- What you have to do
I would like each line of the data that holds the word "below" copied out.

Saved entries
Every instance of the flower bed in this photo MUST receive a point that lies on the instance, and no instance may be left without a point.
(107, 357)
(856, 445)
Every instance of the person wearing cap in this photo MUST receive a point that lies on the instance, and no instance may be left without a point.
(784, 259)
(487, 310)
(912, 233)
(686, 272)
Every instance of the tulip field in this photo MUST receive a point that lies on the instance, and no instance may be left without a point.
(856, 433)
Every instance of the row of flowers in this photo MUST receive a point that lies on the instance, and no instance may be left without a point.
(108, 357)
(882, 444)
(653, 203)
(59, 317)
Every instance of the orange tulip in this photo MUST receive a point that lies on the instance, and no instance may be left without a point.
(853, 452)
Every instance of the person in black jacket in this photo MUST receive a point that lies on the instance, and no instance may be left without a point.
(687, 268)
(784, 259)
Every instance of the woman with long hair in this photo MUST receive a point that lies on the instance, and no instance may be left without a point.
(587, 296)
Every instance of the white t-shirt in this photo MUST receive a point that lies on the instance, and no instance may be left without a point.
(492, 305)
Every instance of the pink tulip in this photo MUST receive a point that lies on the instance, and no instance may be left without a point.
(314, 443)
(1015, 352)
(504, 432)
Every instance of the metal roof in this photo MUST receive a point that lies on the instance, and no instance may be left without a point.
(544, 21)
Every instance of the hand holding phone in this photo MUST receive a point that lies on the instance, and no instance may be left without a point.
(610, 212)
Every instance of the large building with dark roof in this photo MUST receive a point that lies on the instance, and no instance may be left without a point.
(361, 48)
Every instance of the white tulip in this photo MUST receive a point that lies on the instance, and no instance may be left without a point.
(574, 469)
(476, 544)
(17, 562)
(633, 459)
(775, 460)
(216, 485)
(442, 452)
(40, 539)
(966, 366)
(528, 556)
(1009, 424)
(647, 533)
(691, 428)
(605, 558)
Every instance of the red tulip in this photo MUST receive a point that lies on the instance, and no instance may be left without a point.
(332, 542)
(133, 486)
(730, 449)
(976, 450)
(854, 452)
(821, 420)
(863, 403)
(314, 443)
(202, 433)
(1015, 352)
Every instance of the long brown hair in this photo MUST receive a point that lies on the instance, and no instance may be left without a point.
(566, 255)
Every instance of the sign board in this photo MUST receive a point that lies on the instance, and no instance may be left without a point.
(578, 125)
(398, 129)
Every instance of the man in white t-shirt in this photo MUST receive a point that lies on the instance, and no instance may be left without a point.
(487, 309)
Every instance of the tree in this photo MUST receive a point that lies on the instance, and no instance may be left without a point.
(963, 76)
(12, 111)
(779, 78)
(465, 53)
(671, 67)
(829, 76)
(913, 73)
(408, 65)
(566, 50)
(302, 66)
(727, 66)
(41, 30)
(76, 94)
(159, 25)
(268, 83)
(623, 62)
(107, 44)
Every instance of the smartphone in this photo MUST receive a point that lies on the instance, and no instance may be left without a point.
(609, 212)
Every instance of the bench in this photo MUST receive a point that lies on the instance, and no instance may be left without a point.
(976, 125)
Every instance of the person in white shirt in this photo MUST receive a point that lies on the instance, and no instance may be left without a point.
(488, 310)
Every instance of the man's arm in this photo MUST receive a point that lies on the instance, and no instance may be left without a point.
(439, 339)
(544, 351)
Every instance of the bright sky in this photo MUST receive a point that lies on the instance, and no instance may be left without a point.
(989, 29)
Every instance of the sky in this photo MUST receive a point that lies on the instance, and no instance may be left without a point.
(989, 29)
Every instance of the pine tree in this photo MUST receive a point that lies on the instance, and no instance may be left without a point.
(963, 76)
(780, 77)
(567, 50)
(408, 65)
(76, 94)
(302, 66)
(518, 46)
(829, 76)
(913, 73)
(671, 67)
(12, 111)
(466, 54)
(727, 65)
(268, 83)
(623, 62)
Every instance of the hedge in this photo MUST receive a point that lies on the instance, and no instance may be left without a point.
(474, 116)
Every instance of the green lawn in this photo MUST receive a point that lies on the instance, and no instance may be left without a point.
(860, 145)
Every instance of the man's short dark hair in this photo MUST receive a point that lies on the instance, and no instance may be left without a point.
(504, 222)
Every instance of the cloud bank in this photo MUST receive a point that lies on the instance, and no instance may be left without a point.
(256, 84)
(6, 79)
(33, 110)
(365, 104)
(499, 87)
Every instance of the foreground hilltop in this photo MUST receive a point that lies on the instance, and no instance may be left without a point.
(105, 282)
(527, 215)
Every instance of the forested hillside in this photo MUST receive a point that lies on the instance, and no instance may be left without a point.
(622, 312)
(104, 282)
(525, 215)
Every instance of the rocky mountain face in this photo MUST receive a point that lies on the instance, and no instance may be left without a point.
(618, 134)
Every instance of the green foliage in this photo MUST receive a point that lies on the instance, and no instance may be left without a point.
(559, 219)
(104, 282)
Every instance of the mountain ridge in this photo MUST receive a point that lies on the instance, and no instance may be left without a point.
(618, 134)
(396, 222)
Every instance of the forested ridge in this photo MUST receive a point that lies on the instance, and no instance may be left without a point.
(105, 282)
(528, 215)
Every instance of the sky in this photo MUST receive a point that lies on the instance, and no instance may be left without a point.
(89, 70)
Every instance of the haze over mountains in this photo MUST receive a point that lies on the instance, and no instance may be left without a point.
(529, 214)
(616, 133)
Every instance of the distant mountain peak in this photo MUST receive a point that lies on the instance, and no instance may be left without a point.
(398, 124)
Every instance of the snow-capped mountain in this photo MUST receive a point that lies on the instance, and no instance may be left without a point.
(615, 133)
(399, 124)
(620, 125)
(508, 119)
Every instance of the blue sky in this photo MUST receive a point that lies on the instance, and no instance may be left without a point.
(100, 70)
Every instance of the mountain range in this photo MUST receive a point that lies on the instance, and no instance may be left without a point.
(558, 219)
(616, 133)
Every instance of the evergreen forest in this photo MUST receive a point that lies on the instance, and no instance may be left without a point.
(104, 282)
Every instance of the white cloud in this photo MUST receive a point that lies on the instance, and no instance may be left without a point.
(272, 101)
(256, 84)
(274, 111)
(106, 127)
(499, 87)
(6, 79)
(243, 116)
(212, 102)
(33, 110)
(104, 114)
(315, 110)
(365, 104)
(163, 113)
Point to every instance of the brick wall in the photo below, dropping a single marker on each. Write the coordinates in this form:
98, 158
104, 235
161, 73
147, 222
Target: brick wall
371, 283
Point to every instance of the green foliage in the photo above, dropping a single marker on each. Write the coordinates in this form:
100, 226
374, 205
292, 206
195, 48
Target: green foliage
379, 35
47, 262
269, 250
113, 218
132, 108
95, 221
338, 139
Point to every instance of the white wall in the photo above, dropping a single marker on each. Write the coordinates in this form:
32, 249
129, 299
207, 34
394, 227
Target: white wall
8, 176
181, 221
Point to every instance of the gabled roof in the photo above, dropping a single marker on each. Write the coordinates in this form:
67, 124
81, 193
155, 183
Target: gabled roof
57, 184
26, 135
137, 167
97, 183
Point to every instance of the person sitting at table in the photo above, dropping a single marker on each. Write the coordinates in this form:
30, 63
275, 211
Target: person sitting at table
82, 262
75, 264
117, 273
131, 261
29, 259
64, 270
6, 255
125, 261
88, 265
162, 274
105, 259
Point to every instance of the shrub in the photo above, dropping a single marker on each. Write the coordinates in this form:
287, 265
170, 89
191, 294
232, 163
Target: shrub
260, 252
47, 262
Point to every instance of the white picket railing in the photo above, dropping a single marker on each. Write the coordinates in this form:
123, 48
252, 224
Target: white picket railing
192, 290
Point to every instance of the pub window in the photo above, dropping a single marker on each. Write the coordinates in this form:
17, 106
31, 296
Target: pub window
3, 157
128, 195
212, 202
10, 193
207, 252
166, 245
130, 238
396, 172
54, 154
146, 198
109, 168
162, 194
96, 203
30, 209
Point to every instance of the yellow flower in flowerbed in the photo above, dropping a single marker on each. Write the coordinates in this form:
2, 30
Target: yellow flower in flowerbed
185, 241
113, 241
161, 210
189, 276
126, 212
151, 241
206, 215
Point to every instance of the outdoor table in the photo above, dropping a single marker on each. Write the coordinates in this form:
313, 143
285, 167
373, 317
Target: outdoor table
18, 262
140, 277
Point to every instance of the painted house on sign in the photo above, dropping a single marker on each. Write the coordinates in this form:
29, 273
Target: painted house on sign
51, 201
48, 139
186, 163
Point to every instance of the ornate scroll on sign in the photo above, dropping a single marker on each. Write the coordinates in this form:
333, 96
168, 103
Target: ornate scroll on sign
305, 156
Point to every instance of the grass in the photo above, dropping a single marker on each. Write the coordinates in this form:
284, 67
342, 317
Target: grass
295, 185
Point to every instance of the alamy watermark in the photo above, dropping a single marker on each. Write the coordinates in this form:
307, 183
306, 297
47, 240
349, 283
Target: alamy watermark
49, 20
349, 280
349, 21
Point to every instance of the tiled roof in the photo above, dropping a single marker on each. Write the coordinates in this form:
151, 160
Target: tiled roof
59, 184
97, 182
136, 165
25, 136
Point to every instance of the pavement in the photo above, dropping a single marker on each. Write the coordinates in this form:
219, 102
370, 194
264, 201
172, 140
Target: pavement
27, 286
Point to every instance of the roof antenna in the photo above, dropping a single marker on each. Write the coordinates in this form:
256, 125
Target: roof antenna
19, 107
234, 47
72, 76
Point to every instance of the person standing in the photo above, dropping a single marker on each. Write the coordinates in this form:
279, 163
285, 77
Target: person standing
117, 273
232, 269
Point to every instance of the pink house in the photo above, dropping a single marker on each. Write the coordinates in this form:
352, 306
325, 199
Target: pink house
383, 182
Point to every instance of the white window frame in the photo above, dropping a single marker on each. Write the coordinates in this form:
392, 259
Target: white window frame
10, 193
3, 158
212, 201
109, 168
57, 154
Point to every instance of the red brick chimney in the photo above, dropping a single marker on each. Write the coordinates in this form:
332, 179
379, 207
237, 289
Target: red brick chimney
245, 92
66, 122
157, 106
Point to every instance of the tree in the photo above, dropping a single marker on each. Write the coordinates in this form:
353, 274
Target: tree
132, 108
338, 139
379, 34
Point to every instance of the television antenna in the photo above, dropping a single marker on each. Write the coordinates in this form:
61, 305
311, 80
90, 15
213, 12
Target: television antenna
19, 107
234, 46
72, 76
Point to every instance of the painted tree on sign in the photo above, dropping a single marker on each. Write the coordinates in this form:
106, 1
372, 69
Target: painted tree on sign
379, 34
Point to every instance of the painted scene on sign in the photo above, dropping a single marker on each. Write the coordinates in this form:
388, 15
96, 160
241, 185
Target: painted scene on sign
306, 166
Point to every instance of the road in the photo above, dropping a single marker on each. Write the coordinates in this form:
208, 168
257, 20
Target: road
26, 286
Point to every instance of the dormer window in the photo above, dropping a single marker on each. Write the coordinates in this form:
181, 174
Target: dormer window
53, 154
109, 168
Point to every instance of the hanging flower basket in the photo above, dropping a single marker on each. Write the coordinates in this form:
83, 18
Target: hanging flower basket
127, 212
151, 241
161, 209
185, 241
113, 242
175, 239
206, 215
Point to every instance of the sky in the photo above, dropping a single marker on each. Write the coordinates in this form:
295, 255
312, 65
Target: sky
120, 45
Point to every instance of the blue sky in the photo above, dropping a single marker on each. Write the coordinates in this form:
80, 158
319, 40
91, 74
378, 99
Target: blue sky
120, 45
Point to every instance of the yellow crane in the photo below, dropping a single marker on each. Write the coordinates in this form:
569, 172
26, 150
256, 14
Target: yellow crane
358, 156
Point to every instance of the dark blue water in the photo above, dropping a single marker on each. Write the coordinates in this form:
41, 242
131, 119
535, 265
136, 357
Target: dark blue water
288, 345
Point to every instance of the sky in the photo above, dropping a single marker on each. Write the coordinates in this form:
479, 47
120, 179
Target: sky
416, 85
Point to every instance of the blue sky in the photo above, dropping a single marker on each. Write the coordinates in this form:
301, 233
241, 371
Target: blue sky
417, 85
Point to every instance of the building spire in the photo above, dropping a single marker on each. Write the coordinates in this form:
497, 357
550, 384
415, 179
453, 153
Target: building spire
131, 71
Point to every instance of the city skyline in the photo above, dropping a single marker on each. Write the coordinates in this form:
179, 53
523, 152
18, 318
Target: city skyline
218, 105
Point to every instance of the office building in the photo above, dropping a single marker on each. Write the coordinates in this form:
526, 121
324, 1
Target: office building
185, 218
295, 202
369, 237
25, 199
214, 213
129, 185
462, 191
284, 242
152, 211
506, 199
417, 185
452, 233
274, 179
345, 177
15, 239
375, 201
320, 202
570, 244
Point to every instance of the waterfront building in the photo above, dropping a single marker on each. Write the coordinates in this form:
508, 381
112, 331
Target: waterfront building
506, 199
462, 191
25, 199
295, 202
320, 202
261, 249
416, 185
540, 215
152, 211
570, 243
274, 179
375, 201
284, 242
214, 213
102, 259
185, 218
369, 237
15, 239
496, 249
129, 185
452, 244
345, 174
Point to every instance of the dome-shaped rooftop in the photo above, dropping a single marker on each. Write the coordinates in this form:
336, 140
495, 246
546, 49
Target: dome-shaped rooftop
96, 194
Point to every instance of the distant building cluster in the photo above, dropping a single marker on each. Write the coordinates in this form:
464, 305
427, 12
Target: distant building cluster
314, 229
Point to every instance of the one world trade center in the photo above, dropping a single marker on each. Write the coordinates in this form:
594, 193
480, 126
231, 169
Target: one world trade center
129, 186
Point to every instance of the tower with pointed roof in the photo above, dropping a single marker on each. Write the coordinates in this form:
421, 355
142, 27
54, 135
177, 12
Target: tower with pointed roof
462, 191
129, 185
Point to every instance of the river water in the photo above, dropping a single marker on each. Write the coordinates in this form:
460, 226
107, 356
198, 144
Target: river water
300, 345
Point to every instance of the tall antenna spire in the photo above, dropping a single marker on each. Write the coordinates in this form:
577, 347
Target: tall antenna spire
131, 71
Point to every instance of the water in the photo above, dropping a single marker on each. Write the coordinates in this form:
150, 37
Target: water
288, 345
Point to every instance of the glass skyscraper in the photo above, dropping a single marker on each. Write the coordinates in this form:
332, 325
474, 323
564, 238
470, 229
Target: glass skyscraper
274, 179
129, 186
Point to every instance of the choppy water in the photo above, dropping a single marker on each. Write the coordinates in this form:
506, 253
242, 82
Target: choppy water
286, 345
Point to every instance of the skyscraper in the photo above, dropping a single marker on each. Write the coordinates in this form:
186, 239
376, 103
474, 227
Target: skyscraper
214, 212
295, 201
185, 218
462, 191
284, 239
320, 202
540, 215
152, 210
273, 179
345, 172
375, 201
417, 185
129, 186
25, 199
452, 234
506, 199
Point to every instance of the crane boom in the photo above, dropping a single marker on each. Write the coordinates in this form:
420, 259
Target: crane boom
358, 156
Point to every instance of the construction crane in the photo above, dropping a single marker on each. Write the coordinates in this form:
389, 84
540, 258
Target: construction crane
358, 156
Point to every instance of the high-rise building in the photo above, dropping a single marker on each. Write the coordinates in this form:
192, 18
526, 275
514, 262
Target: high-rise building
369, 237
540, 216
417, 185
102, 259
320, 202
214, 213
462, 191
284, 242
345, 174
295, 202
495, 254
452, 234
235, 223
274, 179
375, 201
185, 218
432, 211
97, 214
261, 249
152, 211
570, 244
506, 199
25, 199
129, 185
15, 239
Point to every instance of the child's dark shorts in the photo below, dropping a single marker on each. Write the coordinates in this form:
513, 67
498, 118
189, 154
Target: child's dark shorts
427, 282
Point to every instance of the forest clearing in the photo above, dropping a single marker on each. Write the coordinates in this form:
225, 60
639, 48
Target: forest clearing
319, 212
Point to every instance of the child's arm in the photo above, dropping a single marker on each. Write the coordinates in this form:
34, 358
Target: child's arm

- Task answer
Point to every instance of the brick wall in the photo below, dropping a single marker on each. Write the coordinates in this form:
Point to every instance of the yellow crane in the photo below, dropping a single marker on each. Write the coordinates in this form:
Point to every instance of the child's dark shorts in the photo below, dropping a single marker on each. Write the coordinates in this form:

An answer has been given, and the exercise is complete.